#### Task prompt
Your reply should be an exact copy of every entry, with the pictures removed.

(Referring expression pointing data)

▼

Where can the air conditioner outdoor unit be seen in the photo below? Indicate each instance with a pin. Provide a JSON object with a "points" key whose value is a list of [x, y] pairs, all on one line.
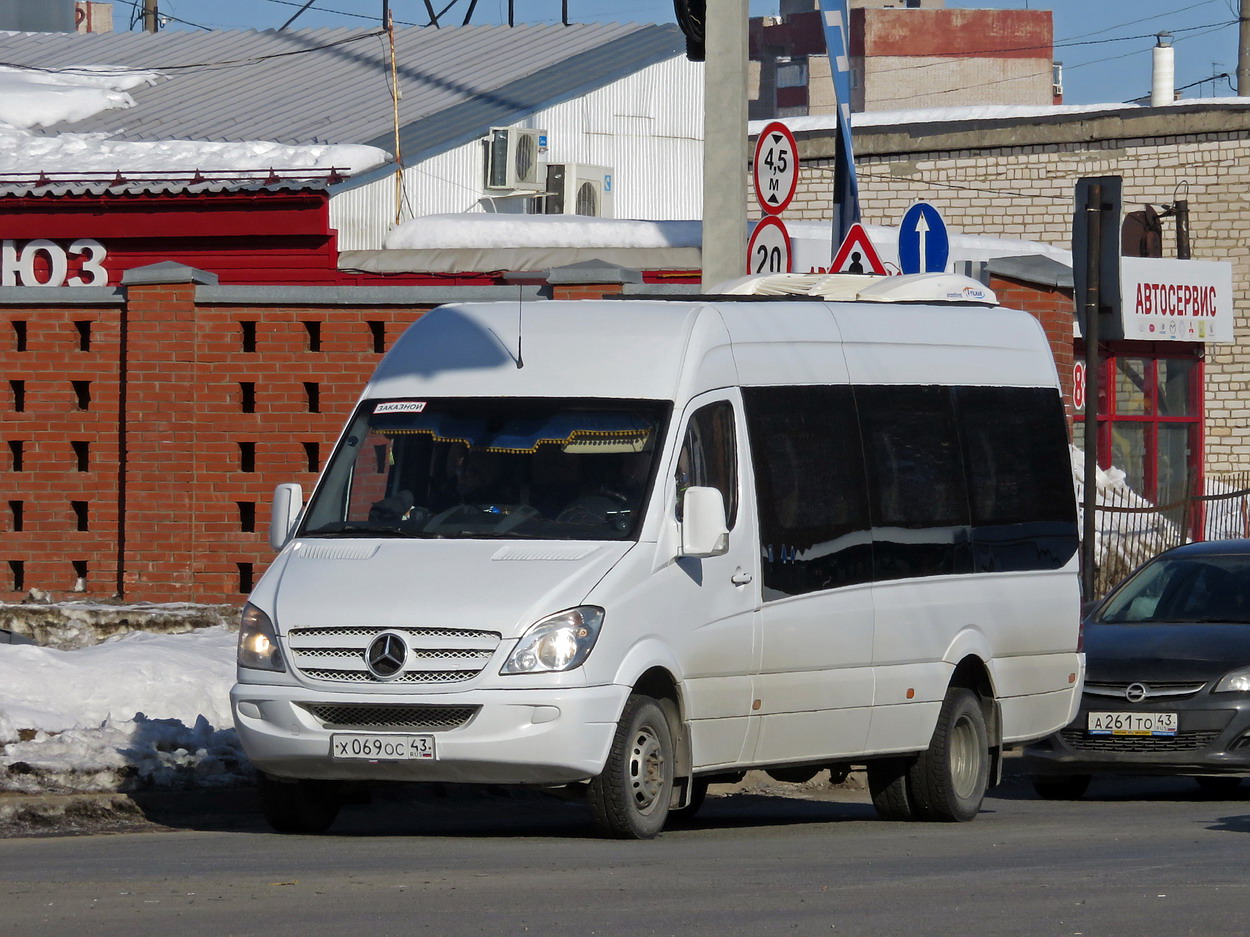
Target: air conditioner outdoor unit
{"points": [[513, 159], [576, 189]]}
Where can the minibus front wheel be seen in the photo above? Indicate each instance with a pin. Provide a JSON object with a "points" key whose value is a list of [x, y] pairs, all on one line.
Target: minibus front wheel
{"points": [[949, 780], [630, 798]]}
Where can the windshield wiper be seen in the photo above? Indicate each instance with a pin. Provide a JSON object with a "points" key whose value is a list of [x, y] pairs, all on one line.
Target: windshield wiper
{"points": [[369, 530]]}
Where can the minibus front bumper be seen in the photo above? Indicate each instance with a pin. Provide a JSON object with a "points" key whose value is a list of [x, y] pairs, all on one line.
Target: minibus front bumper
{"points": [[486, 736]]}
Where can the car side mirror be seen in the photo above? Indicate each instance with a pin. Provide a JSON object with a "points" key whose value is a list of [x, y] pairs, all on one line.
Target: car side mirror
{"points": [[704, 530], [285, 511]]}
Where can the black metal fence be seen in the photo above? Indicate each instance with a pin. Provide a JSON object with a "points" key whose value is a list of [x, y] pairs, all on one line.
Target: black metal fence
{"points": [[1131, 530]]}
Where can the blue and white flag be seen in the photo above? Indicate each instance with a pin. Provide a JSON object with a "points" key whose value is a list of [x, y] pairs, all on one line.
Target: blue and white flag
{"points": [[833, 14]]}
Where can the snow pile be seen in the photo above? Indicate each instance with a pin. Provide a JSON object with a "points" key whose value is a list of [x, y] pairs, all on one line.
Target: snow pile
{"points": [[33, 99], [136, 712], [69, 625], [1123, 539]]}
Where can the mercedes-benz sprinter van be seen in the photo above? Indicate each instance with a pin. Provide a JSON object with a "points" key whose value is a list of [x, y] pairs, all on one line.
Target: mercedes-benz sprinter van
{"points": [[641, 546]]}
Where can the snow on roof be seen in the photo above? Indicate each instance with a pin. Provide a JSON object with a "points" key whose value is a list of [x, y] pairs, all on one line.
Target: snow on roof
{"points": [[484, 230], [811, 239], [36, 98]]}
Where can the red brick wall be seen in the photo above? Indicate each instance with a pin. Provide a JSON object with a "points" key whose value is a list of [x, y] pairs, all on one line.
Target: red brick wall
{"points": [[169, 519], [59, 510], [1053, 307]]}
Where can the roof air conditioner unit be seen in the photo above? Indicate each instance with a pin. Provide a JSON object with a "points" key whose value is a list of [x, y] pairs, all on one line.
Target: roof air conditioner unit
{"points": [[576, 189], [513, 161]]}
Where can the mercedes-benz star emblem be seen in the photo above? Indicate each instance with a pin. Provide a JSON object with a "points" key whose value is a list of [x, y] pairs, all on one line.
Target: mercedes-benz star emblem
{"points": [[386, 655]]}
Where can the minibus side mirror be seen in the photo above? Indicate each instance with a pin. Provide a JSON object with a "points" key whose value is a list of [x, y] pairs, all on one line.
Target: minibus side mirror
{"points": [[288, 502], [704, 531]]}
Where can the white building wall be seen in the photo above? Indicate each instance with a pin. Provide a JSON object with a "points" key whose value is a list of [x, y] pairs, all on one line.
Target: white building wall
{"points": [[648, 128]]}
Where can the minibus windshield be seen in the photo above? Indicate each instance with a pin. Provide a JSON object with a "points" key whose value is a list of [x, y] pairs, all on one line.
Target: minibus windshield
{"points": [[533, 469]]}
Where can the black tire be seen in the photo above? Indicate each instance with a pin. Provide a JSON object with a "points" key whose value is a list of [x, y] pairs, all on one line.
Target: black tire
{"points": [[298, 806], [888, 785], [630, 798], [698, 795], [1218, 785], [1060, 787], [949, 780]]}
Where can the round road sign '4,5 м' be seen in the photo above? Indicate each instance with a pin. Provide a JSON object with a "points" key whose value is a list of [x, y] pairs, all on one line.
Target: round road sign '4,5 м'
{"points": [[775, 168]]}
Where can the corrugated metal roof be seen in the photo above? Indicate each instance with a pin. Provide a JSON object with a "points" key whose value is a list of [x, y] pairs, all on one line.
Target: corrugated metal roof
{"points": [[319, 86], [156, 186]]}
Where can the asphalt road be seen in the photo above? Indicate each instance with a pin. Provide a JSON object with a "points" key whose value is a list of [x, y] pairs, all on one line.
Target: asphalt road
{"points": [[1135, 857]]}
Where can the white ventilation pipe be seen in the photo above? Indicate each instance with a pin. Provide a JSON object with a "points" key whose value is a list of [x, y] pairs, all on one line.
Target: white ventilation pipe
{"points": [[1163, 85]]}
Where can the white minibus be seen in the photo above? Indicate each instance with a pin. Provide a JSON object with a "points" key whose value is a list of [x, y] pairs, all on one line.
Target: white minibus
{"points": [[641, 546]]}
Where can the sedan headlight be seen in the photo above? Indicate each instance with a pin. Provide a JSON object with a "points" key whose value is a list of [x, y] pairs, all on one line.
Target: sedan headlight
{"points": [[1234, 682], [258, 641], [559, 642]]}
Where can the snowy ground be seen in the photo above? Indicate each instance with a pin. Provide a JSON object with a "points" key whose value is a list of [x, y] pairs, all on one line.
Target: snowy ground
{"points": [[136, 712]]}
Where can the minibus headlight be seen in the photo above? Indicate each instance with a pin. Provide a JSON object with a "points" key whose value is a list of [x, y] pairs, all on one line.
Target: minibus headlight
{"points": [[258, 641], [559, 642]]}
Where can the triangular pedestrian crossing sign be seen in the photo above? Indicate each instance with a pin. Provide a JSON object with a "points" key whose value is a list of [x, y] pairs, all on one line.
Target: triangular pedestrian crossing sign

▲

#### Your solution
Where can the air conditioner outdoor unit be seen in the photo below? Indicate each instance with a pin. Provide a JSON object with a "points" key whose value is a list of [x, y] pairs, all on one line.
Target: air conditioner outdoor unit
{"points": [[513, 159], [576, 189]]}
Where can the minibus front wheel be seen in the photo above? Indicate each instance with a pin. Provide a JSON object with a "points" key whose value is a list of [x, y] pairs, all on one line.
Target: minibus front wheel
{"points": [[949, 780], [630, 798]]}
Where can the windshield wiper be seen in the photo above? Indicate each instance with a pin. Provide a JSON object with a "points" key whose value is a list of [x, y] pairs, all on one line.
Target: windshield wiper
{"points": [[369, 530]]}
Where can the minibus front bumper be seen in the photo above? Indicate each instance with a pin. Provide a JSON object with a "points" key whose value is a list of [x, y] pairs, all on one line.
Target: minibus front bumper
{"points": [[486, 736]]}
Where can the car side mirror be seen in the photo above? Indicate each instance with a pin. Provide a JSON object with a "points" key whose value is a list of [x, y] pairs, all on one line.
Target: car side mirror
{"points": [[704, 530], [285, 511]]}
Where can the black metal fence be seen in the photo above? Indicate each instance with a pin. Provide a JSON object with a "points" key whose value is a list of [x, y] pairs, all on one line.
Target: black metal fence
{"points": [[1131, 530]]}
Where can the blue and white flag be seen in the photo above? Indicate each instance with a pin. Provide a JSON object with a "points" key whose value is a list of [x, y] pairs, all on one line.
Target: blue and white flag
{"points": [[833, 14]]}
Where can the snow pile be seen in the photo above? Indicate each instance with a pin. Provide a JSON object with a "points" key whose value is a list of [x, y] pairs, all on one line.
Target: snow pile
{"points": [[33, 99], [136, 712], [69, 625], [1123, 539]]}
Where can the mercedes-benz sprinter van be seen in the photo above? Indicate each instance with a pin. Provide a JSON object with a "points" key whose value is a list of [x, y] pairs, all on one line.
Target: mercedes-benz sprinter van
{"points": [[641, 546]]}
Where can the snow on roof be seen in the photo above? Indicate each instance with a pin. Provide a JSON object with a "points" key whose value is a list of [x, y] pairs, all on one line.
Target: snow on roof
{"points": [[484, 230], [811, 239], [36, 98]]}
Where can the red brick wall be seen in the photo above? Indicate each instance with a pin. Provide a JSON object with a "points" key whose value is a list of [x, y] pairs, all on one line.
Target: red brick wall
{"points": [[169, 519], [59, 510], [1053, 307]]}
Where can the roof air conditioner unit be seen in the photo above? Indicate each instance with a pin. Provide a JSON object with a "points" key whose value is a list of [x, y] pairs, all on one line.
Target: roof air conditioner unit
{"points": [[576, 189], [513, 161]]}
Where can the mercedes-benz star emblem be seen in the photo above? Indicate each instance with a pin. Provide a JSON object with a "points" key whose value is a list of [x, y] pairs, all on one line.
Target: mercedes-benz star emblem
{"points": [[386, 655]]}
Where can the minibus side mirror be seen in the photo above? Indicate each instance with a pin. Provide a JSON object with a "points" key whose value is a list of [x, y] pairs, all on one line.
Target: minibus side mirror
{"points": [[288, 502], [704, 531]]}
Where can the white building wall be seen in the photo above? Indicate each instance with a pin. Provide a JSON object with a "points" key whose value is a list of [x, y] pairs, all on one line.
Target: white building wall
{"points": [[648, 128]]}
Where can the minibus windshield be seen in the photo above? Indicate each instance with a pin. Provide a JSON object with a "points" key whose value is a list of [x, y] pairs, all on one line.
Target: minibus windshield
{"points": [[533, 469]]}
Where can the black tire be seen in the photo above? Indicate each instance with a pin. Provide a JSON object with a "points" key whose value is a list of [x, y] pairs, all on one line.
Target: black tire
{"points": [[298, 806], [888, 785], [630, 798], [698, 795], [1218, 785], [1060, 787], [949, 780]]}
Where can the round road sign '4,5 м' be seen in the photo above? Indicate each instance with a pin. Provide a JSON object with a "points" key whose value is a list of [x, y] pairs, all on one line.
Target: round road sign '4,5 м'
{"points": [[775, 168]]}
Where can the corrugated metal roof be seen in the photo above? Indicate each instance with a pin. Provide a JSON object with a "points" key whose value is a list of [x, y] pairs, all on one line.
Target: corrugated metal roof
{"points": [[319, 86], [156, 186]]}
Where can the asphalt road be seen in the photo above? Indicate each instance with a pin. Provide a JSON object with a "points" key whose value is a list of [x, y] pairs, all on one line.
Target: asphalt road
{"points": [[1135, 857]]}
Where can the white ventilation pipe be seen in the photo above? Indicate each instance with a pin. Provide a JSON object with a "points" key whose value is a list of [x, y] pairs, all on one line.
Target: white ventilation pipe
{"points": [[1163, 85]]}
Where can the white minibus be seen in the photo above? Indicate each instance with a pin. Provide a JSON object with a "points" key whose value is a list of [x, y] pairs, all on one line.
Target: white minibus
{"points": [[641, 546]]}
Where can the sedan headlight be seen in the photo above? Indicate each instance with a pin. Provide a JSON object with a "points" key whose value is a list of [x, y] pairs, all on one line.
Target: sedan headlight
{"points": [[1234, 682], [258, 641], [559, 642]]}
Where can the snowy ground be seen in the photo above? Indicate each instance with a pin. Provide a JSON object with a "points" key whose value is a list of [x, y] pairs, all on one line.
Target: snowy ground
{"points": [[136, 712]]}
Where can the minibus headlight be seen in the photo above? Indicate each instance with a pin. Provide a JSON object with a "points" key whose value is a list of [x, y] pairs, all on one line.
Target: minibus headlight
{"points": [[258, 641], [559, 642]]}
Where can the triangular pedestrian crossing sign be seen in the photo above? Indicate each instance with a pin. Provide a JSON object with a "points" key whose value is a list of [x, y] pairs, all on one line.
Target: triangular pedestrian crossing sign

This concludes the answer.